- _The problem_:
Rewrite all of the records below as a JSON list of strings with one string per line. Please skip blank lines and leave the pictures out.

- _Records provided_:
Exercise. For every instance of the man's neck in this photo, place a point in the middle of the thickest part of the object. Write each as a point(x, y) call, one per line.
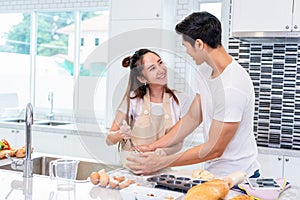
point(218, 60)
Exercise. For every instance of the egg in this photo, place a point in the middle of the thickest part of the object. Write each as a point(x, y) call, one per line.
point(126, 183)
point(101, 171)
point(95, 178)
point(104, 180)
point(119, 178)
point(113, 183)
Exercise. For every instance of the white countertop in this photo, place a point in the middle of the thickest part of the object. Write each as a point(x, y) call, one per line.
point(15, 187)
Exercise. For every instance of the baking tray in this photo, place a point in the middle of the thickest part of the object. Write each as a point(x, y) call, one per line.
point(171, 182)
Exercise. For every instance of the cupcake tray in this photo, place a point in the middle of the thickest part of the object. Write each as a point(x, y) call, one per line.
point(171, 182)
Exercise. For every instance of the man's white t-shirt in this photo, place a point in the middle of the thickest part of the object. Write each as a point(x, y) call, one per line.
point(230, 98)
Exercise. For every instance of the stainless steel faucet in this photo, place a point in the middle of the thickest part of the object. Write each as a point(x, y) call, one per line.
point(28, 164)
point(50, 115)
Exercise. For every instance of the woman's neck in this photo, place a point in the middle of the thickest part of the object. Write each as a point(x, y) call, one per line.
point(156, 94)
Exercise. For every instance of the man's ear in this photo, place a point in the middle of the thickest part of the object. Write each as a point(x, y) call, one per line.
point(142, 79)
point(199, 44)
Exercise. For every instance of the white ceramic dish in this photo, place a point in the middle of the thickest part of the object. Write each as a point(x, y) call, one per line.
point(134, 192)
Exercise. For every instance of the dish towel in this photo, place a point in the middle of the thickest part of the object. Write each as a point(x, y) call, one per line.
point(265, 194)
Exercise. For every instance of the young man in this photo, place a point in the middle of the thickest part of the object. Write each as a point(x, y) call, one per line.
point(224, 104)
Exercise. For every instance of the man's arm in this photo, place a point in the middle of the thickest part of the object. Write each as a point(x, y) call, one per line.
point(181, 129)
point(221, 134)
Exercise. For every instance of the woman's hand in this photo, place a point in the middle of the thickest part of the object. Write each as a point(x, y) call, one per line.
point(144, 148)
point(125, 130)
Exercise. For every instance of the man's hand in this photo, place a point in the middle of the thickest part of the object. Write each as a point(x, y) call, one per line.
point(146, 163)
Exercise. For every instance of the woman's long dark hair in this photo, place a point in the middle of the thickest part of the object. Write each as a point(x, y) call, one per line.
point(135, 62)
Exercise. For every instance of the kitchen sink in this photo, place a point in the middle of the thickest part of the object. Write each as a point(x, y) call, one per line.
point(14, 120)
point(51, 123)
point(85, 168)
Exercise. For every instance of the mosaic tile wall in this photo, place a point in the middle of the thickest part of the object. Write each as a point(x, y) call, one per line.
point(275, 71)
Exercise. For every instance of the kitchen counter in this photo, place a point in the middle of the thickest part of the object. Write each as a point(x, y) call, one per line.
point(15, 187)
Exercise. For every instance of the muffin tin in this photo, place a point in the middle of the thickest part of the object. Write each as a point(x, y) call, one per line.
point(171, 182)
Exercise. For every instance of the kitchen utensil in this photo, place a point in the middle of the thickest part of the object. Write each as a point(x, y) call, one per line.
point(65, 172)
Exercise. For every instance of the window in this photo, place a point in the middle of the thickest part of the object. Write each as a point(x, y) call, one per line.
point(54, 67)
point(15, 62)
point(93, 59)
point(54, 60)
point(96, 41)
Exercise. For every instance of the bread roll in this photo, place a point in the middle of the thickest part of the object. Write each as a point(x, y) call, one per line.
point(241, 197)
point(202, 174)
point(10, 152)
point(211, 190)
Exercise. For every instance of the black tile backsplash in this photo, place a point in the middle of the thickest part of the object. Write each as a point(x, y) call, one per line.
point(275, 71)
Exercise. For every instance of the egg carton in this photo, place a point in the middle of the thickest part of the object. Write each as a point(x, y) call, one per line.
point(171, 182)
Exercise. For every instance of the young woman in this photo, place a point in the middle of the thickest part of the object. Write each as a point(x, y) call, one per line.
point(149, 108)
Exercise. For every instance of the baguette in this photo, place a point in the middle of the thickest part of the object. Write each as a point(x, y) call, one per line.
point(10, 152)
point(211, 190)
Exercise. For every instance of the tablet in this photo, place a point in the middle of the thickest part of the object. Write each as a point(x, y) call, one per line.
point(264, 183)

- _Solution for this exercise_:
[
  "Exercise. For every instance of the man's neck in this photo, place a point in the middle of the thickest part of the object. Write each as a point(x, y) call, one per line.",
  "point(218, 60)",
  "Exercise. For every instance of the egg in this photo, place a point in the middle of the thickest part of the object. Write each as a point(x, y) call, one per line.",
  "point(126, 183)",
  "point(101, 171)",
  "point(95, 178)",
  "point(104, 180)",
  "point(119, 178)",
  "point(113, 183)",
  "Exercise. For every instance of the white countertop in this photo, place a point in the middle of the thickest part of the object. Write each as a point(x, y) call, one per line.",
  "point(15, 187)",
  "Exercise. For every instance of the baking tray in this photo, place a point in the middle of the thickest part of the object. Write each as a point(x, y) call, one per line.",
  "point(171, 182)",
  "Exercise. For every instance of the cupcake tray in this photo, place a point in the middle of the thickest part of the object. Write each as a point(x, y) call, one per line.",
  "point(171, 182)",
  "Exercise. For every instance of the man's white t-shirt in this photo, place a point in the middle of the thickest part of the object. Write each as a point(x, y) call, one per line.",
  "point(230, 98)",
  "Exercise. For every instance of the stainless steel faucet in this photo, place a point in the middle of the thickest part of the object. Write each as a point(x, y) call, one per line.",
  "point(28, 164)",
  "point(50, 115)",
  "Exercise. For every instance of the woman's neck in this photo, place a point in the middle of the thickest part of the object. Write each as a point(x, y) call, one per line.",
  "point(156, 94)",
  "Exercise. For every instance of the man's ear in this photo, place a point in the middle of the thickest part of the object. Write each as a point(x, y) call, one per line.",
  "point(142, 79)",
  "point(199, 44)",
  "Exercise. For every instance of the white ceramic dish in this photo, place a point in the middle of the thickest part of the object. Write each as a point(x, y) call, one per line.",
  "point(134, 192)",
  "Exercise. For every instance of the dish towel in this photo, place a point in the middle of the thickest part of the object. Write each as a point(x, y) call, one per line.",
  "point(265, 194)",
  "Exercise. For every instance of the young man in this photo, place a point in the middle of the thickest part of the object. Write each as a point(x, y) call, one per line.",
  "point(224, 104)",
  "Exercise. For every instance of the man's arm in this photo, place a point in the middle of the thickest part of the object. Write each as a point(x, y) call, one per line.",
  "point(181, 129)",
  "point(221, 134)",
  "Exercise. For every instance of the woman's hand in this photo, place a point in the middle of the thickest part of the object. Write each as a point(x, y) call, one per line.",
  "point(144, 148)",
  "point(125, 130)",
  "Exercise. For every instance of the man's hand in this photo, place a point in the middle of the thickest part of the object. Write each as a point(x, y) call, one per line.",
  "point(146, 163)",
  "Exercise. For every instance of the woman's long dark hair in this photo, place a point in the middle of the thickest part of the object. Write each as a point(x, y) call, one per line.",
  "point(135, 62)",
  "Exercise. For every instance of the kitchen sink in this photo, place a point in the middle of the thickest part of the object. Write each as a point(x, y) call, one per line.",
  "point(14, 120)",
  "point(51, 123)",
  "point(85, 168)",
  "Exercise. For every instance of the mosaic tile wall in this photo, place a point in the middle of the thickest part of the object. Write each as a point(x, y) call, one per line.",
  "point(275, 71)",
  "Exercise. For every instance of the kitchen counter in this photo, place a point in the middle of the thickest part of the object. Write each as a point(x, y) call, one per line.",
  "point(15, 187)",
  "Exercise. For every instance of the muffin tin in this photo, place a point in the middle of the thickest part of the object. Write each as a point(x, y) call, one per line.",
  "point(171, 182)",
  "Exercise. For every instance of the kitchen utensil in this photo, place a point in the middle of the thickest part of the object. Write each as a point(x, y) call, one per line.",
  "point(65, 172)",
  "Exercise. For every instance of the window in this photo, place a point in the middle of the thickest part of the object. Write each as a point(x, y) call, one per line.",
  "point(54, 67)",
  "point(15, 62)",
  "point(93, 59)",
  "point(54, 60)",
  "point(96, 41)",
  "Exercise. For every instance of the bread roll in this photo, place a point in the middle of the thickest part of the object. Write each as a point(x, y) call, one per line.",
  "point(241, 197)",
  "point(202, 174)",
  "point(10, 152)",
  "point(211, 190)",
  "Exercise. For every instance of the black tile backsplash in this photo, place a point in the middle of the thickest part of the object. Write each as a point(x, y) call, one per line.",
  "point(275, 71)",
  "Exercise. For every instance of the egg carton in this photo, place a point in the middle of the thickest part of the object. Write each as a point(x, y) call, one per line.",
  "point(171, 182)",
  "Exercise. For every instance of the young woman in this photo, place a point in the middle of the thickest part of the object. Write each as a point(x, y) call, one per line.",
  "point(149, 108)",
  "Exercise. For every instance of the baguette in this photo, place a point in the middle of the thickest part of the object. Write each as a point(x, y) call, one per line.",
  "point(10, 152)",
  "point(211, 190)",
  "Exercise. For every instance of the tablet in this photo, place a point in the middle of the thickest part of the object. Write each as a point(x, y) call, one per line.",
  "point(264, 183)"
]